▶ _Série d'exercices_:
(a) Dans quel journal a paru l'article de Serge Halimi cité dans le texte sur le chahut à l'ULB ?
(b) Reproduisez mot pour mot le passage du texte sur le chahut à l'ULB qui va de « Chahut à l'Université » jusqu'à « rapport à ça. » inclus.

▶ _Source_:
'''

Chahut à l'Université libre de Bruxelles

Je lui demande :
« Tu as entendu parler de cette histoire de "chahut" à l'ULB, mardi soir ? 
— Oui et franchement, je ne sais pas comment me positionner par rapport à ça.
— Après avoir beaucoup lu sur le sujet [dont énormément de conneries sans nom], je crois m'être fait une opinion assez nette.
— Ce qui m'embête dans cette histoire, c'est le consensus. Tout le monde semble d'accord sur le fait que chahuter un débat, c'est le mal, c'est la fin de la liberté d'expression...
— D'un autre côté, faut dire qu'ils n'avaient pas l'air très intelligent non plus, ces chahuteurs... Quand Hasquin leur a demandé quels étaient leurs arguments, certains ont juste crié "Ouaaaais !" ou "Burqa-bla-bla !". C'est un peu con. Ils ont raté totalement leur objectif, qui était apparemment de critiquer la position de Caroline Fourest sur l'Islam, la burqa, le voile... Ils sont passés pour des abrutis et des extrémistes en gueulant et en lui coupant la parole.
— Il paraît que quand le meneur a voulu s'expliquer, ils lui ont coupé le micro.
Qui croire ? 
— Il y a aussi autre chose : je suis sûre que parmi tous ceux qui s'offusquent de ce genre de procédé, certains seraient les premiers à approuver les actions de Noël Godin entartant quelqu'un, par exemple... Ou à valoriser un autre type de chahut, au nom du folklore estudiantin ou du libre examen, justement... »

Mon opinion sur le sujet tient en trois petits points (car ça intéresse qui de toute façon, "mon opinion sur le sujet" ?) :
1) censurer une parole (quelle qu'elle soit) en chahutant est d'une médiocrité confondante ;
2) parler d'extrémisme, de péril islamiste, de "fascisme au sens large" (© Marcel Sel), de menace pour la démocratie ou pour la liberté d'expression, tout ça parce qu'un groupe de zozos chahute dans un auditoire, est totalement disproportionné ;
3) Caroline Fourest en tant que telle est insupportable : elle coupe constamment la parole et n'écoute jamais ce qu'on lui dit. Cependant, c'est quelque chose qui n'a pas grand chose à voir avec un quelconque débat. Si l'on devait chahuter tous ceux que je trouve énervants au sein du monde des médias, il ne resterait plus grand monde pour ouvrir la bouche.
Pour clore ce sujet, je renvoie vers le texte qui est implicitement à l'origine — du moins je suppose — du "Burqa-bla-bla !" scandé par les chahuteurs : un petit article de Serge Halimi paru dans Le Monde diplomatique (qui n'a certes pas demandé une telle publicité). L'auteur met en avant le fait que le débat sur la burqa en France a occulté des décisions économiques importantes. Peut-être est-ce cet état des choses que les chahuteurs ont voulu critiquer, très maladroitement ? Halimi précise en outre (et c'est tout à son honneur) que "riposter à cette manœuvre n’impose certainement pas de s’enfoncer sur son terrain boueux en donnant le sentiment de défendre un symbole obscurantiste".

'''

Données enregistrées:

'''

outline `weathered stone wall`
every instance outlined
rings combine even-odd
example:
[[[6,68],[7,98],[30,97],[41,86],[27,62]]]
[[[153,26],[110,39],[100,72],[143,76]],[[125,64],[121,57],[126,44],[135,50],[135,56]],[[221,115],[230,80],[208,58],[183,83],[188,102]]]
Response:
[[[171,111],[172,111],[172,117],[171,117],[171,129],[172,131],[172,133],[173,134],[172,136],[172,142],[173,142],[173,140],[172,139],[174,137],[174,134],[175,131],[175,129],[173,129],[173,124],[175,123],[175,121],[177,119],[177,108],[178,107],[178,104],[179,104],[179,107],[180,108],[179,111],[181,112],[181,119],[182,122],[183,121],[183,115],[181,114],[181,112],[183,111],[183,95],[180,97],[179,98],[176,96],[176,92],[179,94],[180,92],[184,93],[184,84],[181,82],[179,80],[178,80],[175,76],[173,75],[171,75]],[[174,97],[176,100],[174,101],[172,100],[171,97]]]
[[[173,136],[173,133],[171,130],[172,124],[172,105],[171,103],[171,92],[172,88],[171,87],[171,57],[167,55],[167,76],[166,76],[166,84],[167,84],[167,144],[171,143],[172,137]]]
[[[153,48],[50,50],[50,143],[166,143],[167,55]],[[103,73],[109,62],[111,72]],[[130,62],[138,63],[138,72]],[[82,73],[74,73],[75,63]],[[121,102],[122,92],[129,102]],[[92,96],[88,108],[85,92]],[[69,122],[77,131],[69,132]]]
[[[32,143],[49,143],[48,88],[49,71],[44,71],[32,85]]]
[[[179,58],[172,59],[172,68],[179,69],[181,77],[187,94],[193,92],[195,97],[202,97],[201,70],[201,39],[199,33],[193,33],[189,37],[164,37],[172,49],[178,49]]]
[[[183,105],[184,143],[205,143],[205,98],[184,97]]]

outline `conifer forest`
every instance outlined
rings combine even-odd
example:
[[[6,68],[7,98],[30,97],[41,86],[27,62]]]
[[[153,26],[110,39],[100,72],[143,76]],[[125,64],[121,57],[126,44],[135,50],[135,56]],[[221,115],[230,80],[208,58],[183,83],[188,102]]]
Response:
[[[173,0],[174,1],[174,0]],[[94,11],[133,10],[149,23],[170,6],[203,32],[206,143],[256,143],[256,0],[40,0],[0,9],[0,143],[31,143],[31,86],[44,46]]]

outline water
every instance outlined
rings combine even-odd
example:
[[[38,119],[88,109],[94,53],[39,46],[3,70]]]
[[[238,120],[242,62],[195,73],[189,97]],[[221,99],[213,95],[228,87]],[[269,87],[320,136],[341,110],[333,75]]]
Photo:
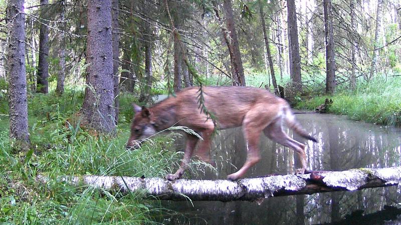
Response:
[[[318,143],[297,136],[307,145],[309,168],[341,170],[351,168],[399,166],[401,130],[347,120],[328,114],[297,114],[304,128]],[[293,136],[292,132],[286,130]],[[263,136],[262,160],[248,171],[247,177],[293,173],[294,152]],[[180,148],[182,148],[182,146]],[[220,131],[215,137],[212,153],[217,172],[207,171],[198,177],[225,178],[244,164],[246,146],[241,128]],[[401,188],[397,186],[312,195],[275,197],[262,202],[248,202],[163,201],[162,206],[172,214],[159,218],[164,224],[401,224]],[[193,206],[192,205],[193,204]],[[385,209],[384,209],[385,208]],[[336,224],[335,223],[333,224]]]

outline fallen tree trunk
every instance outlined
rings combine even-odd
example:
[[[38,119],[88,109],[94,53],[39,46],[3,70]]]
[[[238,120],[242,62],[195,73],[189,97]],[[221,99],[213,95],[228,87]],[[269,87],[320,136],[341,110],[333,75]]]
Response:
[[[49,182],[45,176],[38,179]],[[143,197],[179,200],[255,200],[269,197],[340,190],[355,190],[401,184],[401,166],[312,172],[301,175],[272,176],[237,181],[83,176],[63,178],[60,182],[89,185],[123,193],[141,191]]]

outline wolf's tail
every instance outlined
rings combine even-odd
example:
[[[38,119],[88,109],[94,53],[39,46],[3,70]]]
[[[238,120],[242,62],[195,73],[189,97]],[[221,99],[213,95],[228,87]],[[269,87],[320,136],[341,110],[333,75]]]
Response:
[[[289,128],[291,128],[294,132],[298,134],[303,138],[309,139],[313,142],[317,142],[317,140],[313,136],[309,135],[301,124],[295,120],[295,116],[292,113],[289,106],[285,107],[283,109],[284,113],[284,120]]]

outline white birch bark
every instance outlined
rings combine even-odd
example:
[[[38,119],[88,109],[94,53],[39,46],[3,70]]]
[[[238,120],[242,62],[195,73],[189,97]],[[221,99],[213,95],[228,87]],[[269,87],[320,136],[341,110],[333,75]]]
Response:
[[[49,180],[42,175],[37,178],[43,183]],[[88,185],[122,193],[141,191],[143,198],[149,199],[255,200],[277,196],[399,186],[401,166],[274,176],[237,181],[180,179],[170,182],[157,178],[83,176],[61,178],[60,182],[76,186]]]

'''

▶ _Réponses attendues_:
(a) Dans Le Monde diplomatique.

(b)
Chahut à l'Université libre de Bruxelles

Je lui demande :
« Tu as entendu parler de cette histoire de "chahut" à l'ULB, mardi soir ? 
— Oui et franchement, je ne sais pas comment me positionner par rapport à ça.